_Data shown_.
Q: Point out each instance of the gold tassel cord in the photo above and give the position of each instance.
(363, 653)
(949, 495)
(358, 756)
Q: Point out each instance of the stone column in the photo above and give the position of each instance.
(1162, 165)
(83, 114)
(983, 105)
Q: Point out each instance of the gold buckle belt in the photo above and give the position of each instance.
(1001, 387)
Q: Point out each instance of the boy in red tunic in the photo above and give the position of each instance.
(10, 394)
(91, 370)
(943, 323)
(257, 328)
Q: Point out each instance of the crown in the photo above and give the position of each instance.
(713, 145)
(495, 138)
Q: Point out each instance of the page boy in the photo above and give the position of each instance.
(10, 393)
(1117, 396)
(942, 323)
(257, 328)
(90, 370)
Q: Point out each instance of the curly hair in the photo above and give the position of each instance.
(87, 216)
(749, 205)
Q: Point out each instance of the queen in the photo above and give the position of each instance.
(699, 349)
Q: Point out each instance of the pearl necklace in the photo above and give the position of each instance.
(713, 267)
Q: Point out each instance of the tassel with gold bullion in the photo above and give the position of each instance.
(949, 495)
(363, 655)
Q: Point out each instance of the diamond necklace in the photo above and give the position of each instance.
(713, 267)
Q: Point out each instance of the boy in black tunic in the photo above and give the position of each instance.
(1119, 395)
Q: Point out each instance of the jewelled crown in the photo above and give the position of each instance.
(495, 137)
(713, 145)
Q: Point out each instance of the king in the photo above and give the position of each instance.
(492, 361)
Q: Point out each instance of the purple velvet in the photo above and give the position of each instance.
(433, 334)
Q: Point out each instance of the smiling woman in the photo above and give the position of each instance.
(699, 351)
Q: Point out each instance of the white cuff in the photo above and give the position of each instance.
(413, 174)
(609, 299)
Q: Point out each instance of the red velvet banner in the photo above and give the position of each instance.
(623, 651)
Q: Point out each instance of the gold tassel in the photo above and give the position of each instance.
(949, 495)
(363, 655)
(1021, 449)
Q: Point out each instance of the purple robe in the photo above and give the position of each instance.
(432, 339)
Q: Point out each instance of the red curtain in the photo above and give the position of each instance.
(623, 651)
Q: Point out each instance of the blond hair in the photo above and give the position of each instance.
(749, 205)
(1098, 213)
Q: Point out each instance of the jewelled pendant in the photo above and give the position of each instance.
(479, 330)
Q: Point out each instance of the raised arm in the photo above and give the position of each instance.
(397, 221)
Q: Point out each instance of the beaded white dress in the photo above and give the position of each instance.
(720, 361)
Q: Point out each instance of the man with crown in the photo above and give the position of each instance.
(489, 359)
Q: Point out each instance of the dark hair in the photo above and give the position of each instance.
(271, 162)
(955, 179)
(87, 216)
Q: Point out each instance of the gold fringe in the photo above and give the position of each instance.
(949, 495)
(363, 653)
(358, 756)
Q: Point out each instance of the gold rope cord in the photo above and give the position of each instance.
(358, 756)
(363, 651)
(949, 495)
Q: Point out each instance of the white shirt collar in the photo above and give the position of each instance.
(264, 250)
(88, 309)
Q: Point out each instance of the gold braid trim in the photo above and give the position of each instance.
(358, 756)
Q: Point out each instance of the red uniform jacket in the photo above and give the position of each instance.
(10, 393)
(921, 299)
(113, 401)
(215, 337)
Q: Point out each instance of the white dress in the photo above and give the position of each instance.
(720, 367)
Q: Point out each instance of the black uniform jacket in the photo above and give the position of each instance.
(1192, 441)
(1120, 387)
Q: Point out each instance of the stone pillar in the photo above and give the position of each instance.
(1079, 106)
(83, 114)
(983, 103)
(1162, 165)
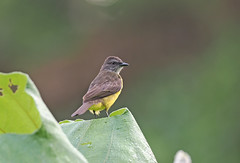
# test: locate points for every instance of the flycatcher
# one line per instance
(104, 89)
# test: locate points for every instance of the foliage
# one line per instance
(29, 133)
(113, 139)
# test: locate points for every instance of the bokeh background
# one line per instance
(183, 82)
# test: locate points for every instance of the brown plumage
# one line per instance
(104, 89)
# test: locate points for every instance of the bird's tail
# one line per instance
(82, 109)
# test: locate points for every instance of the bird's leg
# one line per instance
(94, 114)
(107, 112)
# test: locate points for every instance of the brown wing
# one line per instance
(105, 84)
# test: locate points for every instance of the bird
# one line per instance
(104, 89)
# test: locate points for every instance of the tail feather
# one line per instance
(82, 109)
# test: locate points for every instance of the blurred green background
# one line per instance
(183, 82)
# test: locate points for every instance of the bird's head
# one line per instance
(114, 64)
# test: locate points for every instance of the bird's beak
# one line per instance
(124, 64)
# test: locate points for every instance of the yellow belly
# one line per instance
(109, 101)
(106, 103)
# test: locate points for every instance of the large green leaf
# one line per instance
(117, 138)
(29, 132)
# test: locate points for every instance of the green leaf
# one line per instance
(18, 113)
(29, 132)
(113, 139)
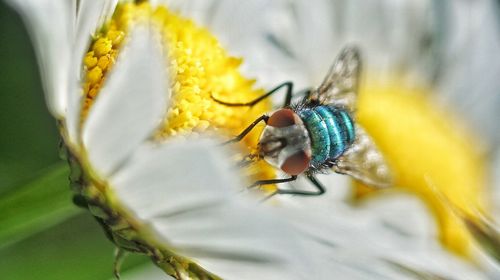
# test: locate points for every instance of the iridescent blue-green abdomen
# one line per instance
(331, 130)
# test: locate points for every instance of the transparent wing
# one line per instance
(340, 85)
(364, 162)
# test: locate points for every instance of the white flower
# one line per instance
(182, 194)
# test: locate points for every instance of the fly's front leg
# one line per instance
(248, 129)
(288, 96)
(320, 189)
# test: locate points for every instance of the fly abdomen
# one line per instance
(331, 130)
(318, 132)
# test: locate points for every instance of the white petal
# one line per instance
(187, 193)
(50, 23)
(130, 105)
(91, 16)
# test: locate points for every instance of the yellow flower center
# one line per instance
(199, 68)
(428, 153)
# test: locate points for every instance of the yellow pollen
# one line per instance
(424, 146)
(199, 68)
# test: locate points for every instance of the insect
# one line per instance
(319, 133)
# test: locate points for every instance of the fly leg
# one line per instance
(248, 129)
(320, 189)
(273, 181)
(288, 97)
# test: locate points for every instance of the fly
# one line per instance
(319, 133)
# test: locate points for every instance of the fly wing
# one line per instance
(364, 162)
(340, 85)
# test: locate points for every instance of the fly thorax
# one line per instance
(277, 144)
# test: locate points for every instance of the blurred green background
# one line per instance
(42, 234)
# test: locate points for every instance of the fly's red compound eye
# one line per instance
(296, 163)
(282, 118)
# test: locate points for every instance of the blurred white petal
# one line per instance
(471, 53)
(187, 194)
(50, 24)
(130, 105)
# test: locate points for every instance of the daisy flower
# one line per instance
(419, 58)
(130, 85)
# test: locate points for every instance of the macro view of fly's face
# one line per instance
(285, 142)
--
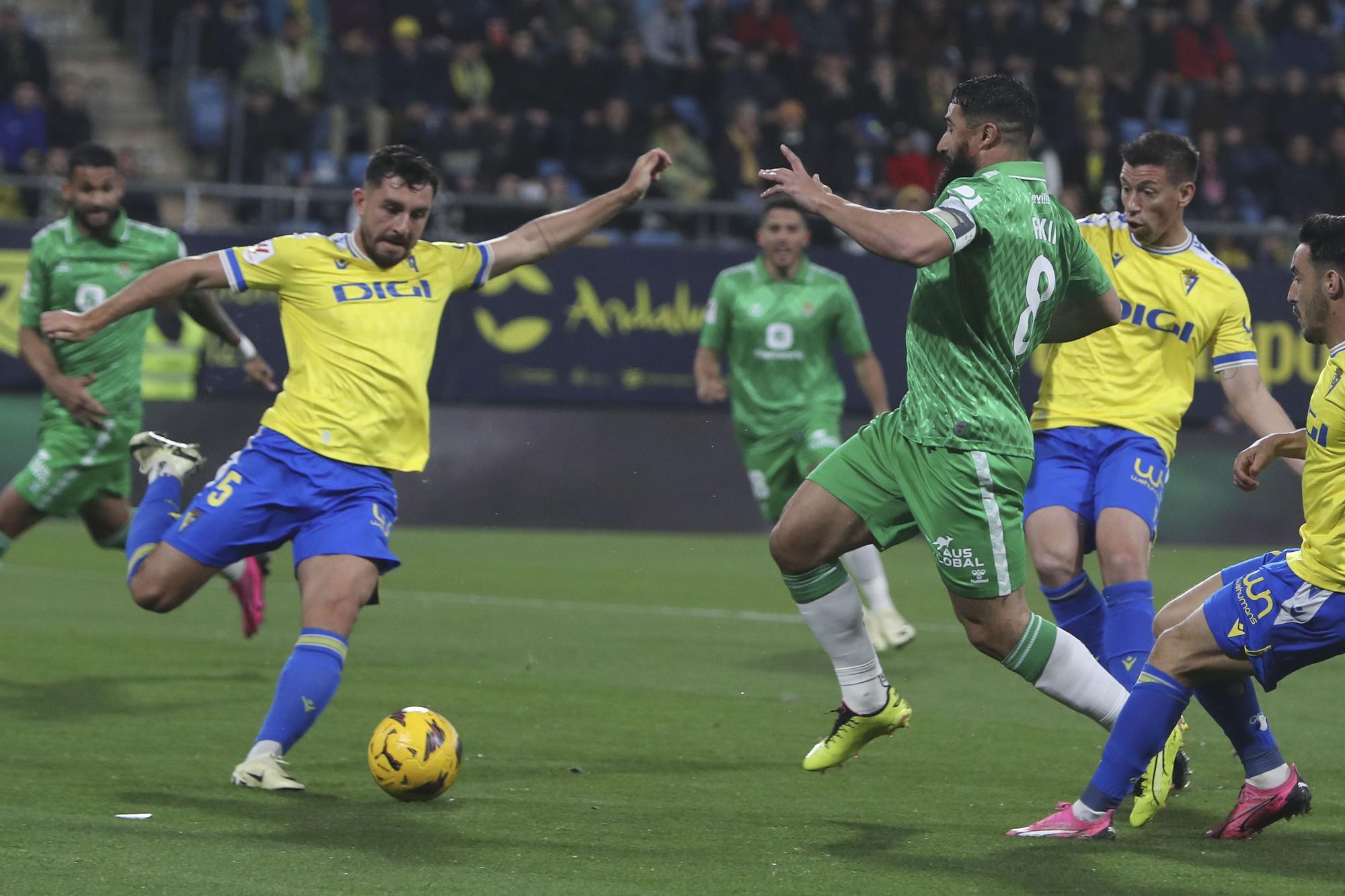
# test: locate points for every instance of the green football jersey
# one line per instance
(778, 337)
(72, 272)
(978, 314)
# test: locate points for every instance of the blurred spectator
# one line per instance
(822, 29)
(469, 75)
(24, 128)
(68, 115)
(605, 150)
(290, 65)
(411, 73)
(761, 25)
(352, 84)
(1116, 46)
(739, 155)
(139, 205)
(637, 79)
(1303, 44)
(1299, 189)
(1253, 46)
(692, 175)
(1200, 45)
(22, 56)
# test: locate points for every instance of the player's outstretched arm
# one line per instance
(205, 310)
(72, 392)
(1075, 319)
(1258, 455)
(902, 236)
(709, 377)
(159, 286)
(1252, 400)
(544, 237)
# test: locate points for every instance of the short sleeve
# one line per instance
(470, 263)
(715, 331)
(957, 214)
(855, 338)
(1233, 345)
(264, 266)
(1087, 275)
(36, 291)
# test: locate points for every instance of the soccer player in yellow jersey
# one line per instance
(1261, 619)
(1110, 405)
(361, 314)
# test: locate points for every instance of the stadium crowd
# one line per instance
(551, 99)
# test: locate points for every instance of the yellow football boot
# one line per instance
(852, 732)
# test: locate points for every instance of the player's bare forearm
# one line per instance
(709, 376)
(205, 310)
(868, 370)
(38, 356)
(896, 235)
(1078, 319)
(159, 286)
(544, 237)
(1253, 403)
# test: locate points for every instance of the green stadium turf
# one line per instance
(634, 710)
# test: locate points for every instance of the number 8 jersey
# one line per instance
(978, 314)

_What you will do_.
Report every line above that has the string "football" in it.

_Completed task_.
# test: locate points for every instance of the green football jersey
# test: locate points for every instance of the yellow football boot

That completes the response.